DOCUMENT EXTRACT ->
+++

Neeraj Bhargava, CEO of Mumbai-based business process outsourcing (BPO firm) WNS Global Services, and his team have voluntarily decided to forfeit their bonuses if they are not successful in getting the attrition rates below 30 per cent.

This is probably the first such move of its kind in the industry in which attrition has become a critical issue. WNS has over 15,000 employees, and its current attrition rate stands at 43 per cent.

The $9 billion BPO sector employs around 600,000 people. However, unlike the IT sector, where average attrition rates hover between 11 and 20 per cent, BPO attrition rates generally range between 50 and 60 per cent in the voice segment, and around 35 per cent in the non-voice segment.

A majority of Indian BPO firms have a 20:80 voice to non-voice ratio.  "Our attrition rate is just not acceptable. We want to get it below 30 per cent. Our bonuses are on the line if we don't," asserted Bhargava.

"How you hire is very important on who stays and leaves," he said, adding that WNS is now focusing on increasing the percentage of people they recruit from referral programmes.

"The reason is simple. There's a bond with employees that already exists from an early stage," explains Bhargava.

WNS is also running a programme called "Back to basics". "As we grew very rapidly in different cities in different business units, there was a lack of standardisation in our own operating procedures. Over the last six months we have taken note of the best practices the world over and are now implementing them as a standard across the company," he adds.

WNS will also make "significant investments" in leadership development and education programmes.

+++

PROBLEM STATEMENT -> Can you carry on the article above about WNS and its attrition target, picking up after its last sentence?

+++

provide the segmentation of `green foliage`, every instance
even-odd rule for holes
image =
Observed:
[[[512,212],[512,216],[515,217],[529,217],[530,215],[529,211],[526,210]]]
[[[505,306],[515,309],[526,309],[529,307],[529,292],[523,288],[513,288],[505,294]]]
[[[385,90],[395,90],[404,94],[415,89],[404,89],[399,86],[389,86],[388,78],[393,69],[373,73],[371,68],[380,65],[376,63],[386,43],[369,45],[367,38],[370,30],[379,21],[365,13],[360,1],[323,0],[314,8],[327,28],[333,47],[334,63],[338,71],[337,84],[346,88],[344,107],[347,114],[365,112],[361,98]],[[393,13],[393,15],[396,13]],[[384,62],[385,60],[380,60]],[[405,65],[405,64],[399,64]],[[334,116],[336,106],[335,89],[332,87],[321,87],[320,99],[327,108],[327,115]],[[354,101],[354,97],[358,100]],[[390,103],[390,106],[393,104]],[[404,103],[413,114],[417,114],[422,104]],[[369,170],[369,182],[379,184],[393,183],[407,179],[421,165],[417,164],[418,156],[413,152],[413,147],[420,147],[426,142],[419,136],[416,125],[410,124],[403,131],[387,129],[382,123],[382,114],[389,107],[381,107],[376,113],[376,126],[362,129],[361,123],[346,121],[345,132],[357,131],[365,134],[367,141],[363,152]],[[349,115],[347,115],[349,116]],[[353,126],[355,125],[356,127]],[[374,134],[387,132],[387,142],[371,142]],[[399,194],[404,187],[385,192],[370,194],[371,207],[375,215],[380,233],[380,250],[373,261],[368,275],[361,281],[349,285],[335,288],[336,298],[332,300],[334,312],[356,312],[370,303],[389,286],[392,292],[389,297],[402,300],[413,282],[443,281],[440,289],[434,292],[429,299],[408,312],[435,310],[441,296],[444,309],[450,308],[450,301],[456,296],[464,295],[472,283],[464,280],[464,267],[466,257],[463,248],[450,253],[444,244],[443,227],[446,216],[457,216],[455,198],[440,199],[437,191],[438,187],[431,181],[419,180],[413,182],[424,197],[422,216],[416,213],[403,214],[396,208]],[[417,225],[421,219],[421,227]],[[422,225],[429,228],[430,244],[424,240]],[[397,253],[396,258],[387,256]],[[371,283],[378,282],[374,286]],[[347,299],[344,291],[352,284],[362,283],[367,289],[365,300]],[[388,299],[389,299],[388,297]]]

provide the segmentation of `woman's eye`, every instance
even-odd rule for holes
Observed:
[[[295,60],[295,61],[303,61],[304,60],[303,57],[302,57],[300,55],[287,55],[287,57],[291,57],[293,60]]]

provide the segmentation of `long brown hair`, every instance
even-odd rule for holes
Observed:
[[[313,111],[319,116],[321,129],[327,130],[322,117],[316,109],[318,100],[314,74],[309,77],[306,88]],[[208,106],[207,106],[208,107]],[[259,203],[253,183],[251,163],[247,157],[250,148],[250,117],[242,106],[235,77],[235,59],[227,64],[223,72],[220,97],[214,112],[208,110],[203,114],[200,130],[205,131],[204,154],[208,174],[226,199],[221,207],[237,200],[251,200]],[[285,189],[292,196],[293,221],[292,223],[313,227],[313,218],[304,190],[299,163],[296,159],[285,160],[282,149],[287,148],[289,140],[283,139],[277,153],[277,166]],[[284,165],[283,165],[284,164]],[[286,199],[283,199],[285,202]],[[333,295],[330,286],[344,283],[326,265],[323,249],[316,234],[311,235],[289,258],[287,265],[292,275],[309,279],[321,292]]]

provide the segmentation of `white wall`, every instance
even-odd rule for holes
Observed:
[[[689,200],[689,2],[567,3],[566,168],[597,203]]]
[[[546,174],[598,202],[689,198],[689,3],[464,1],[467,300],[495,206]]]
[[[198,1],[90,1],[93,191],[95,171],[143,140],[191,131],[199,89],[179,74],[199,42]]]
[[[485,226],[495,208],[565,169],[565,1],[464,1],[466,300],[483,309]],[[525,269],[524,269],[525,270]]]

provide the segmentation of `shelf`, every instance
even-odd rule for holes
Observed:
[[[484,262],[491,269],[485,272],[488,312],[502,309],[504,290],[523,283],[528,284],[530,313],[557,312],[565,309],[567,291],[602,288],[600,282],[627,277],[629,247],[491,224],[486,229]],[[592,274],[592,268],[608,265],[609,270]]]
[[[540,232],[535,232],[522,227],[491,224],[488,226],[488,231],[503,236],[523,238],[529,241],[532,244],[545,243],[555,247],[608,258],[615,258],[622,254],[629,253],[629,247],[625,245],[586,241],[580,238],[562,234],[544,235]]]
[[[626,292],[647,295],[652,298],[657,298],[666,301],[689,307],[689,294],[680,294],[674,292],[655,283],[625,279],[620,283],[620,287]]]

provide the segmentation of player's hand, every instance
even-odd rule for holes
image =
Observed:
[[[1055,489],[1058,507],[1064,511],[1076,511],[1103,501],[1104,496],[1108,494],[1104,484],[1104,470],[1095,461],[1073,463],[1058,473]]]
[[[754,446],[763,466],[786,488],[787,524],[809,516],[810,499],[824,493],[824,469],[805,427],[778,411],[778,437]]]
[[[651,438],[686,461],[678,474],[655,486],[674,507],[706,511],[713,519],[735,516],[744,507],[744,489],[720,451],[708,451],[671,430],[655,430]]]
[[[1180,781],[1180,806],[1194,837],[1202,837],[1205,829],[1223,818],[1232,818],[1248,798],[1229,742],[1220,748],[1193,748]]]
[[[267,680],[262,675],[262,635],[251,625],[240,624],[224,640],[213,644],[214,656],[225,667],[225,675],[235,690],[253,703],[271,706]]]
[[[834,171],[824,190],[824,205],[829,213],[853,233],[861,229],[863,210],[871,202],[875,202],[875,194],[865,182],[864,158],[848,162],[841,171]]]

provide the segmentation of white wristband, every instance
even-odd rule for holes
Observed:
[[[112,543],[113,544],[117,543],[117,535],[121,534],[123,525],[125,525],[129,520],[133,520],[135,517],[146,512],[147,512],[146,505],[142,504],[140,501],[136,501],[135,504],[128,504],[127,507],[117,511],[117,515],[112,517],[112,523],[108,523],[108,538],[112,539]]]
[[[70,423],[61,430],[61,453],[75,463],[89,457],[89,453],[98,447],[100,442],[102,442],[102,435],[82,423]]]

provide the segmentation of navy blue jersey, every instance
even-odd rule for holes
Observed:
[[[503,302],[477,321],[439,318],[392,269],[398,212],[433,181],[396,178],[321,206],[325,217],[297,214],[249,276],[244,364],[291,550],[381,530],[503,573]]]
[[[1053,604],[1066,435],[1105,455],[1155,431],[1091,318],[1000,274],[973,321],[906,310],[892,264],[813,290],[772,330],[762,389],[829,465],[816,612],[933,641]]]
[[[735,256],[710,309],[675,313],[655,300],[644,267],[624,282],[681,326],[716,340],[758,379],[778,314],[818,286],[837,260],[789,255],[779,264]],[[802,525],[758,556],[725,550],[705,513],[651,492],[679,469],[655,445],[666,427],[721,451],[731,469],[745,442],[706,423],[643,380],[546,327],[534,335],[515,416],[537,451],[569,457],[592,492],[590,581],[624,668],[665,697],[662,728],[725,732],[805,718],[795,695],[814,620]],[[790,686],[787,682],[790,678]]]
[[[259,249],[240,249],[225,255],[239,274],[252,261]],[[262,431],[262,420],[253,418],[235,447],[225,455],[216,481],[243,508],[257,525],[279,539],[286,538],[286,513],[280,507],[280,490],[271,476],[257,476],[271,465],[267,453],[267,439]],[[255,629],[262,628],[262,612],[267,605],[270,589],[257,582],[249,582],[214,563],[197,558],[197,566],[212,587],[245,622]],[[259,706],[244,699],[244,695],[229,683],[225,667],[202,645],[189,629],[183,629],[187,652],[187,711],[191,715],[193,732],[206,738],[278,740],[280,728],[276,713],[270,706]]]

+++

OUTPUT BELOW ->
"We also experimented by allowing some employees to take up an MBA programme on the side. Many of them are still with the company," Bhargava added.

He said the company also runs an elaborate education programme aimed at enhancing skill sets that will allow employees to add value to their BPO profession. "All these steps are based on feedback from employees," Bhargava said.

The over $350 million (around Rs 1,400 crore) WNS was one of the first BPO firms to be hit by the subprime issue when it lost one of its clients - First Magnus - and also revenues close to 5 per cent.

It subsequently revised its guidance (about $16 million lower) but then revised it upwards within a month.

There were around 500 people working on the Magnus deal. However, "not a single employee was asked to leave. The team responded with a lot of alacrity to the situation," Bhargava said.

"I believe we are a serious company that executes well. If you look at the quarter that ended in June 2007, we added 1,700 people, which meant that the demand is very robust," he added.